─── Records

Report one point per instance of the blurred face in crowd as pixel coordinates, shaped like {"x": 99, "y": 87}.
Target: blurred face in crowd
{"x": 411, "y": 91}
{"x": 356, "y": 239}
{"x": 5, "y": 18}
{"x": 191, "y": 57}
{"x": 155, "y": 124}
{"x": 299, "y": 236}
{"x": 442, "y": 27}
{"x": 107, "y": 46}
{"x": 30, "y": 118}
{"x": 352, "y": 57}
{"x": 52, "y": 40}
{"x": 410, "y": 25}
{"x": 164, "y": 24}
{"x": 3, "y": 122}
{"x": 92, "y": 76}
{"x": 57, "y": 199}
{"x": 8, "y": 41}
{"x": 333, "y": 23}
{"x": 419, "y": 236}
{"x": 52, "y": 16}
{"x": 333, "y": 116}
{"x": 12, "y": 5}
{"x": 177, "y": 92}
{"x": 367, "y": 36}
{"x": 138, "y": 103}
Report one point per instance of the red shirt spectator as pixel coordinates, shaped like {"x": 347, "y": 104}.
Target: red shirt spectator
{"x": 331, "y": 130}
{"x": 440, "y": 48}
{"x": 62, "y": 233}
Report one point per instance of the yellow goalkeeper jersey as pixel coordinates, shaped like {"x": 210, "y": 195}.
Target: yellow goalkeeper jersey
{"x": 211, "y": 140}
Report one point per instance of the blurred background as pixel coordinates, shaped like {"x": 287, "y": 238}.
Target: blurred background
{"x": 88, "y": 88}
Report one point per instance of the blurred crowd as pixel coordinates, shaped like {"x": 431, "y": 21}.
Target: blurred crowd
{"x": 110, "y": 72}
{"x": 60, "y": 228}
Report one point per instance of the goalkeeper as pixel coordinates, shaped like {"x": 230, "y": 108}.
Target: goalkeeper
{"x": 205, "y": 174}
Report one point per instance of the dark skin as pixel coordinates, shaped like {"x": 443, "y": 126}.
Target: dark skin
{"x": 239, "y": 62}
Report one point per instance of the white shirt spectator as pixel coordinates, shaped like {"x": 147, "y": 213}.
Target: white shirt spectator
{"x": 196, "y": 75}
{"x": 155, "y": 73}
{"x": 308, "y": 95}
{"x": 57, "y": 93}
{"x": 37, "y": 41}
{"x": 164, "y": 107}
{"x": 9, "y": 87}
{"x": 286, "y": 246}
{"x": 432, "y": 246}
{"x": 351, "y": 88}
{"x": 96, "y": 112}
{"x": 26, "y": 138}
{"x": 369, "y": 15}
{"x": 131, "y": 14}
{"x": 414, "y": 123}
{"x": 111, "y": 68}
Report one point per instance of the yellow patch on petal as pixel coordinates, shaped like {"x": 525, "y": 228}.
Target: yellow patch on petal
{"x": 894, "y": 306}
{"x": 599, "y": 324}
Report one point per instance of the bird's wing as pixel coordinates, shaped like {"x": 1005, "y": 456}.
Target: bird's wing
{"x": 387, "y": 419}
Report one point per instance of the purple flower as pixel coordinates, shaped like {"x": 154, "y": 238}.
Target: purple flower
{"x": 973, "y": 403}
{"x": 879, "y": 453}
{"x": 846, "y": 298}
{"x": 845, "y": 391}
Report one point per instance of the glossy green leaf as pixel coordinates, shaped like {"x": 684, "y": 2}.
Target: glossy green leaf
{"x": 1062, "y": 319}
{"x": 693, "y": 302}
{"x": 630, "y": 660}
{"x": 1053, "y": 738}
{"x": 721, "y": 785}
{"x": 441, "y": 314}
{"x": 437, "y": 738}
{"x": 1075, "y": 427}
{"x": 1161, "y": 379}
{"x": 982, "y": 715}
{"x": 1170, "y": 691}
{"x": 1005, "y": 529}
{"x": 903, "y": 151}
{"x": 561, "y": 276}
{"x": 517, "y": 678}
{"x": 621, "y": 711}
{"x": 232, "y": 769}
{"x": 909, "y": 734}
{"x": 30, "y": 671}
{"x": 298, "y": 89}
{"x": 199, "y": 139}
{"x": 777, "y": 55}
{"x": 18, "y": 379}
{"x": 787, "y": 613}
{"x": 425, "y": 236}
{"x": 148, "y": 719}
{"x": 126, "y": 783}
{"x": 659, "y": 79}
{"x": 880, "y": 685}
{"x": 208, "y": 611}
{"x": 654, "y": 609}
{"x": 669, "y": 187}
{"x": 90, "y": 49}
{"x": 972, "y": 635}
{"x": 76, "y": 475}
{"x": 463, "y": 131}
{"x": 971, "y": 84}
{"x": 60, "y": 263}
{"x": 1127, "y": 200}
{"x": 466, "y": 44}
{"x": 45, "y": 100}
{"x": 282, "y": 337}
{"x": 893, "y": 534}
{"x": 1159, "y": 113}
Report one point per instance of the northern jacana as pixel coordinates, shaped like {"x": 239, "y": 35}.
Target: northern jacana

──────

Rewrite every one of the records above, swapping "pixel coordinates" for "image coordinates" wherever it appears and keeping everything else the same.

Task answer:
Report one point per instance of the blurred face in crowd as image coordinates, shaped like {"x": 99, "y": 87}.
Target: blurred face in crowd
{"x": 411, "y": 91}
{"x": 356, "y": 239}
{"x": 5, "y": 18}
{"x": 191, "y": 57}
{"x": 155, "y": 124}
{"x": 299, "y": 236}
{"x": 442, "y": 27}
{"x": 107, "y": 46}
{"x": 30, "y": 118}
{"x": 352, "y": 57}
{"x": 52, "y": 40}
{"x": 410, "y": 25}
{"x": 164, "y": 24}
{"x": 3, "y": 122}
{"x": 92, "y": 76}
{"x": 57, "y": 199}
{"x": 8, "y": 41}
{"x": 333, "y": 23}
{"x": 419, "y": 236}
{"x": 52, "y": 16}
{"x": 333, "y": 116}
{"x": 12, "y": 5}
{"x": 177, "y": 92}
{"x": 367, "y": 36}
{"x": 138, "y": 103}
Report one point per instance of the red shirt spectator as image coordinates, shaped like {"x": 347, "y": 104}.
Target: red shirt spectator
{"x": 331, "y": 130}
{"x": 440, "y": 48}
{"x": 62, "y": 233}
Report one point per instance of the yellow goalkeeper jersey as image coordinates, shaped like {"x": 210, "y": 195}.
Target: yellow goalkeeper jersey
{"x": 211, "y": 140}
Report one point per instance of the blurred background as image coordinates, shaped like {"x": 287, "y": 238}.
Target: blurred background
{"x": 88, "y": 88}
Report one point per instance of the blurred crowd as image coordinates, shaped like {"x": 431, "y": 21}.
Target: blurred crowd
{"x": 110, "y": 72}
{"x": 60, "y": 228}
Report one point per instance of the goalkeeper as image coordinates, shaped like {"x": 230, "y": 108}.
Target: goalkeeper
{"x": 205, "y": 174}
Report one point per instance of the dark skin as image coordinates, shaped like {"x": 443, "y": 126}.
Target: dark skin
{"x": 239, "y": 62}
Report one point per instance of the white shirt spectator as image coordinates, shaped like {"x": 147, "y": 213}.
Target: white shirt spectator
{"x": 196, "y": 75}
{"x": 155, "y": 73}
{"x": 308, "y": 95}
{"x": 57, "y": 93}
{"x": 37, "y": 41}
{"x": 164, "y": 107}
{"x": 9, "y": 87}
{"x": 286, "y": 246}
{"x": 432, "y": 246}
{"x": 351, "y": 88}
{"x": 96, "y": 112}
{"x": 26, "y": 138}
{"x": 369, "y": 15}
{"x": 131, "y": 14}
{"x": 414, "y": 123}
{"x": 111, "y": 68}
Report one point per instance of the yellow patch on petal as image coordinates, shaped like {"x": 525, "y": 228}.
Target: yellow patch on petal
{"x": 894, "y": 306}
{"x": 599, "y": 324}
Report one point per instance of the bird's wing as image coordinates, shaped like {"x": 1005, "y": 456}.
Target: bird's wing
{"x": 387, "y": 419}
Report one point per instance of the purple flower as image coordinates, shaped like {"x": 154, "y": 238}.
Target: purple flower
{"x": 973, "y": 403}
{"x": 879, "y": 453}
{"x": 846, "y": 298}
{"x": 845, "y": 391}
Report one point per instance of the glossy green leaf as image coordinates, shaped like {"x": 684, "y": 2}.
Target: glossy green leaf
{"x": 1062, "y": 319}
{"x": 693, "y": 302}
{"x": 630, "y": 660}
{"x": 1053, "y": 738}
{"x": 721, "y": 785}
{"x": 441, "y": 314}
{"x": 437, "y": 738}
{"x": 1075, "y": 427}
{"x": 1161, "y": 379}
{"x": 982, "y": 715}
{"x": 1170, "y": 691}
{"x": 1005, "y": 529}
{"x": 903, "y": 151}
{"x": 561, "y": 276}
{"x": 517, "y": 678}
{"x": 621, "y": 711}
{"x": 232, "y": 769}
{"x": 909, "y": 734}
{"x": 30, "y": 671}
{"x": 298, "y": 89}
{"x": 199, "y": 139}
{"x": 777, "y": 55}
{"x": 18, "y": 379}
{"x": 787, "y": 613}
{"x": 425, "y": 236}
{"x": 148, "y": 719}
{"x": 126, "y": 783}
{"x": 659, "y": 79}
{"x": 880, "y": 685}
{"x": 208, "y": 611}
{"x": 654, "y": 609}
{"x": 669, "y": 187}
{"x": 90, "y": 49}
{"x": 972, "y": 635}
{"x": 76, "y": 475}
{"x": 463, "y": 131}
{"x": 971, "y": 84}
{"x": 60, "y": 263}
{"x": 1127, "y": 200}
{"x": 466, "y": 44}
{"x": 45, "y": 100}
{"x": 282, "y": 337}
{"x": 893, "y": 534}
{"x": 1159, "y": 113}
Report one point per instance of the northern jacana as image coordinates, shaped like {"x": 239, "y": 35}.
Target: northern jacana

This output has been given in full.